What is needed
Everything from the line that contains "task | one point per instance, each pair like [103, 183]" through the final line of the records should be written out exactly, and nothing outside that span.

— start Extracted data —

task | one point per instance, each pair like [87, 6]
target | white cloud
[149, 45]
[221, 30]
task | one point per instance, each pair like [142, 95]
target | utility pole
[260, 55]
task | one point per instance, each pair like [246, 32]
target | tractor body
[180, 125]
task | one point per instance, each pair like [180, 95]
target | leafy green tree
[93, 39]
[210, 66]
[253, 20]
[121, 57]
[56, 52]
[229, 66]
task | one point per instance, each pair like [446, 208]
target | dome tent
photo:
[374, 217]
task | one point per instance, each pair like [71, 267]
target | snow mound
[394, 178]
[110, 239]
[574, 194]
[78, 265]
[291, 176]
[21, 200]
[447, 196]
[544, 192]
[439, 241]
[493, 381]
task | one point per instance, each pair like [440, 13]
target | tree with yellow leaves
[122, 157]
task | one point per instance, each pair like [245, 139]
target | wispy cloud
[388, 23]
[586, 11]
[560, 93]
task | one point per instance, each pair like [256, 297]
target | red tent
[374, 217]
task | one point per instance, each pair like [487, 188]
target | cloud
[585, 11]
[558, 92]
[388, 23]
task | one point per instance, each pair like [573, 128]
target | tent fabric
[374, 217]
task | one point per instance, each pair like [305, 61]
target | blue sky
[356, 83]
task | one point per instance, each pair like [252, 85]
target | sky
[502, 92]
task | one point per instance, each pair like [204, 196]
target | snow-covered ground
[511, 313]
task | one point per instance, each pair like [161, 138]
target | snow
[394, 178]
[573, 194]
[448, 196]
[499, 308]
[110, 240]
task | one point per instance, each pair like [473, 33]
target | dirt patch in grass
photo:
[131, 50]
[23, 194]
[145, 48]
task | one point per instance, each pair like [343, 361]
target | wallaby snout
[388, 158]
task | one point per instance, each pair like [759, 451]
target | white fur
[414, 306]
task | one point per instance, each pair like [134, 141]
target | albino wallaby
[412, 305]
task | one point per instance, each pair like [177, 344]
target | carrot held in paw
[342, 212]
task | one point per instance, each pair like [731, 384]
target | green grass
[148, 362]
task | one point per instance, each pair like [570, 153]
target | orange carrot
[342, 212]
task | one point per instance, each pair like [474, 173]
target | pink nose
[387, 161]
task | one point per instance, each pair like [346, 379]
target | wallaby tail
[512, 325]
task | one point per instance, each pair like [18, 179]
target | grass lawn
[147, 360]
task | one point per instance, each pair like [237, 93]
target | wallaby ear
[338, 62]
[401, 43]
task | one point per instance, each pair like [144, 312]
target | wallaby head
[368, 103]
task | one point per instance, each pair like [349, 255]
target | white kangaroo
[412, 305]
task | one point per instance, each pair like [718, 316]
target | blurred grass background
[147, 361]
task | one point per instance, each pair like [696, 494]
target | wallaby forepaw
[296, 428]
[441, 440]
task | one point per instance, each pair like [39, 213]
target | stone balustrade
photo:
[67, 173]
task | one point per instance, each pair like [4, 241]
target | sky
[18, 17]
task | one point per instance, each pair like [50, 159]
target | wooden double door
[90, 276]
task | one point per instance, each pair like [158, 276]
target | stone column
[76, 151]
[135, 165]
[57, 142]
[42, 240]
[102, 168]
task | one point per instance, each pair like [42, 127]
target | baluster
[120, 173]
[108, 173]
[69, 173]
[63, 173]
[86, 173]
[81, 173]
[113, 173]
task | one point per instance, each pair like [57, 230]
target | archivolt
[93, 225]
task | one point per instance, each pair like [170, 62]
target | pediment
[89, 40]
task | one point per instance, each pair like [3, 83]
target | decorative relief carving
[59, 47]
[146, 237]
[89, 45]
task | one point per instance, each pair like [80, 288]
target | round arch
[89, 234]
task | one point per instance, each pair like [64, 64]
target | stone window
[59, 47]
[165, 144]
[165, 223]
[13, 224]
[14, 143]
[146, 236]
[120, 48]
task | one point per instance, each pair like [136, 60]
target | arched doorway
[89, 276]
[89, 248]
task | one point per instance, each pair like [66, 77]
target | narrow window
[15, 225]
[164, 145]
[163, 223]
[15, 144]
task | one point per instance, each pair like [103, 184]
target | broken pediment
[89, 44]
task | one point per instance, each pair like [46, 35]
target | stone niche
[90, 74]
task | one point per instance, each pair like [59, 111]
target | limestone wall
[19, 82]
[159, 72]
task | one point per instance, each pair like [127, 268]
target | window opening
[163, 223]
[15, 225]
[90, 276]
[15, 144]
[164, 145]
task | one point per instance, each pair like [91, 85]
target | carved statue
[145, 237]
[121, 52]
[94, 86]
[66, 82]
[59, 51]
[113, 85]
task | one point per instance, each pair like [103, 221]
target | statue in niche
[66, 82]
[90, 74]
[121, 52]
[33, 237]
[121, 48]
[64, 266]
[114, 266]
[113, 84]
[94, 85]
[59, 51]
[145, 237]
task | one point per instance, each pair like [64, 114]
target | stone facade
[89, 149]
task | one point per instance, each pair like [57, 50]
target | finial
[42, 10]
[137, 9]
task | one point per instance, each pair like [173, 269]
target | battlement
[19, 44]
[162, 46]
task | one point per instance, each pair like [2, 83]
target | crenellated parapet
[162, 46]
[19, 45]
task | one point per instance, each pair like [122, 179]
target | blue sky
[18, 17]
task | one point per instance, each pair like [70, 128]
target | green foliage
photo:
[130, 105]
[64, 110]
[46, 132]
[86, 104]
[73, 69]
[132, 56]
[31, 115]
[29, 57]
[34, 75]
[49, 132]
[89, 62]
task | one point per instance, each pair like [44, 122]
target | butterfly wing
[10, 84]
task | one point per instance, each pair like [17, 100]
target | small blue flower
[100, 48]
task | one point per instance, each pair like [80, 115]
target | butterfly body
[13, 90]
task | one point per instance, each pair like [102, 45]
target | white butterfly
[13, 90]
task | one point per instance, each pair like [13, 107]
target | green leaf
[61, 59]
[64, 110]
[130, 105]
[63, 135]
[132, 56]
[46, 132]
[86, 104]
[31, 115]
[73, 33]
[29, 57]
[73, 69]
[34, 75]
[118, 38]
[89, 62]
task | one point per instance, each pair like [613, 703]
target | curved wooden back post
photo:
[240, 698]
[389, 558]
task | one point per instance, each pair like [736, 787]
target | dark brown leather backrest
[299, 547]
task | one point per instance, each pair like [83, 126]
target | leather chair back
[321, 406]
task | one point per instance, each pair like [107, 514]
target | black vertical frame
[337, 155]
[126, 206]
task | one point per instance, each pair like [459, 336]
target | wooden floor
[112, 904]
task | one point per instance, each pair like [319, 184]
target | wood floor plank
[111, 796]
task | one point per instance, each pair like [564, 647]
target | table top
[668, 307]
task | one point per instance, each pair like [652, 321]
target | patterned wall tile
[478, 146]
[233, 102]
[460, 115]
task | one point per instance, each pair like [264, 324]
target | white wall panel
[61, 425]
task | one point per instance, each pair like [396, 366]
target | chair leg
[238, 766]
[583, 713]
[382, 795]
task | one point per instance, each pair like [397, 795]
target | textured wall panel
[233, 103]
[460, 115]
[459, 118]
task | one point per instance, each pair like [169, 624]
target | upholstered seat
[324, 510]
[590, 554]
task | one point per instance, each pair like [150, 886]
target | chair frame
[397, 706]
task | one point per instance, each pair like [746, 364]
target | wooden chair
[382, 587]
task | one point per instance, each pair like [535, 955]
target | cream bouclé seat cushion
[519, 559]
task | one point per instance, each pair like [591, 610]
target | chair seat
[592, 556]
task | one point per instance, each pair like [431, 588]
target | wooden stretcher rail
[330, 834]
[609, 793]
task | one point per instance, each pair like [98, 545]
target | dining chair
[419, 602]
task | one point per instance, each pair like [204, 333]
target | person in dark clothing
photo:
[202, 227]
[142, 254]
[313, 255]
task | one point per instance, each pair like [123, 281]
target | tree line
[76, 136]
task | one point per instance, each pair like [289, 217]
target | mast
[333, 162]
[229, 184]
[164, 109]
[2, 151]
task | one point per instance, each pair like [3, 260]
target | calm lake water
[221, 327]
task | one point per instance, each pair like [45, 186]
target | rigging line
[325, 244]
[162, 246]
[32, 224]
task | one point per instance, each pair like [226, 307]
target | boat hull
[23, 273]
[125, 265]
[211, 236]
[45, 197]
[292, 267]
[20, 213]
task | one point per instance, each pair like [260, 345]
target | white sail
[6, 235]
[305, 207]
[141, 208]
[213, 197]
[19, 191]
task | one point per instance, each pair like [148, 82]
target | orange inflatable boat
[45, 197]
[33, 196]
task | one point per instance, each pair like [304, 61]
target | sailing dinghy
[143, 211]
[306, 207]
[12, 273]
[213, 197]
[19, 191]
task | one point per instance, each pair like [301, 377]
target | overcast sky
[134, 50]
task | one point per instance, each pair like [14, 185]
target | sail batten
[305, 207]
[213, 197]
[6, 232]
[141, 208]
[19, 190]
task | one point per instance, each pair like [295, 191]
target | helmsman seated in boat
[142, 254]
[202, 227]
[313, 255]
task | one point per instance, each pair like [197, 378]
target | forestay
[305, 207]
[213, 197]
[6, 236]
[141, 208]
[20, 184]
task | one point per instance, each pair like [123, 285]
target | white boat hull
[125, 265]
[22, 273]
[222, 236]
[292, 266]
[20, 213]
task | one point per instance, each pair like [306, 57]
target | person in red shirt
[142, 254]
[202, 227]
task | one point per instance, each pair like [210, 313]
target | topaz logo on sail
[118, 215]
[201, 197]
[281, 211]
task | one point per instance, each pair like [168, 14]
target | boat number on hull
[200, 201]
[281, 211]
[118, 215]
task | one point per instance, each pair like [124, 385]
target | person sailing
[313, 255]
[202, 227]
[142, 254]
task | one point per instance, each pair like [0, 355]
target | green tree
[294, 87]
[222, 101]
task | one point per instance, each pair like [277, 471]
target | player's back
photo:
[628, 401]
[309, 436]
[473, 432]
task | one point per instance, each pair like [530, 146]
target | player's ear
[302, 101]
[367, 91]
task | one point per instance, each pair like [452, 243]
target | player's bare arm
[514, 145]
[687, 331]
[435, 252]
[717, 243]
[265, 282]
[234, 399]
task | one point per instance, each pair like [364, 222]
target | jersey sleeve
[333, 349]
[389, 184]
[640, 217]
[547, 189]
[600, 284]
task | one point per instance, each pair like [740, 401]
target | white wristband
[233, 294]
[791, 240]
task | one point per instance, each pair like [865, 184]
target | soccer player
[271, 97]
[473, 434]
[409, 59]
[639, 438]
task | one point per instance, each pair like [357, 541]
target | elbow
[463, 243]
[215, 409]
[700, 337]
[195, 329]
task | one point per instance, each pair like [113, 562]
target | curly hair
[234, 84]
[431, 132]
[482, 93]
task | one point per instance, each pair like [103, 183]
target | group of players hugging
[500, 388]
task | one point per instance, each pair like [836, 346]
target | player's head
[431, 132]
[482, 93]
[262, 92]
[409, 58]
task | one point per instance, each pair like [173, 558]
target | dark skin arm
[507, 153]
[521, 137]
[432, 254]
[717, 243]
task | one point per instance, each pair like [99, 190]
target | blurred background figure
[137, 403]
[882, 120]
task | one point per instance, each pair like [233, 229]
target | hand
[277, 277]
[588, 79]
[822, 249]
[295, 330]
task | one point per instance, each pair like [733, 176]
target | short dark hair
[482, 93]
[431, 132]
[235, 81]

— end Extracted data —

Expected answer
task | one point per instance, each pair like [103, 183]
target | group of players hugging
[500, 388]
task | one point per instance, each pair like [836, 346]
target | player's head
[431, 132]
[482, 93]
[262, 92]
[409, 58]
task | one point per instance, each pair like [173, 558]
target | dark skin arm
[507, 153]
[521, 137]
[432, 254]
[717, 243]
task | one point per instance, each pair like [99, 190]
target | blurred background figure
[137, 403]
[882, 120]
task | one point per instance, each pair like [233, 229]
target | hand
[277, 277]
[588, 79]
[822, 249]
[295, 330]
task | one point per instance, each pair like [733, 176]
target | short dark hair
[482, 93]
[431, 132]
[235, 81]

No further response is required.